Simon | August 13, 2009

I started upgrading some of our Etch boxes to Lenny and this is how i did it.

1. Make sure you have installed all updates for the current debian version you are running in our case debian etch. To do this run:

aptitude update and aptitude upgrade

2. That should update all etch packages on your system. If you run into any missing gpg key problems after running the update please read this aptitude update gpg key problems Then open up you sources list file with you favourite editor.

vi /etc/apt/sources.list

3. You can either use vi’s great search and relace function or you can add a new list of sources thats up to you. If you use the search and replace function please make sure to check if that archive also offers packages for lenny. The same applies for any custom sources or backports. This is my sources.list file for lenny:

deb http://ftp.debian.org/debian/ lenny main contrib
deb-src http://ftp.debian.org/debian/ lenny main contrib
deb http://security.debian.org/ lenny/updates main contrib
deb-src http://security.debian.org/ lenny/updates main contrib
deb http://volatile.debian.org/debian-volatile lenny/volatile main
deb-src http://volatile.debian.org/debian-volatile lenny/volatile main

4. Upgrade the sources to lenny:

aptitude update

5. Check if you have sufficient hard disk space before you start the upgrade

aptitude -y -s -f --with-recommends dist-upgrade

6. Upgrade aptitude first.

------------------------------------------------------------------------

(Short exercise 1):
Switch "chimney" to "antenna" in the rows below and give them again with nothing else changed. Please leave out the pictures.
The Etch-to-Lenny upgrade guide has no connection to the rows that come next.

------------------------------------------------------------------------

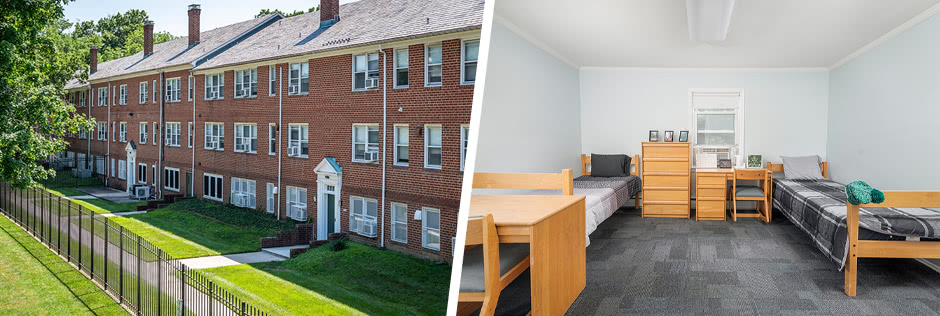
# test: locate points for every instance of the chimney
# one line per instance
(148, 38)
(194, 11)
(329, 11)
(93, 54)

------------------------------------------------------------------------

(Short exercise 2):
Print the passage of the Etch-to-Lenny upgrade guide starting with "5. Check if" and going on through "Upgrade aptitude first.".

(Worked answer 1):
# test: locate points for every instance of the antenna
# one line per instance
(148, 38)
(194, 11)
(329, 11)
(93, 54)

(Worked answer 2):
5. Check if you have sufficient hard disk space before you start the upgrade

aptitude -y -s -f --with-recommends dist-upgrade

6. Upgrade aptitude first.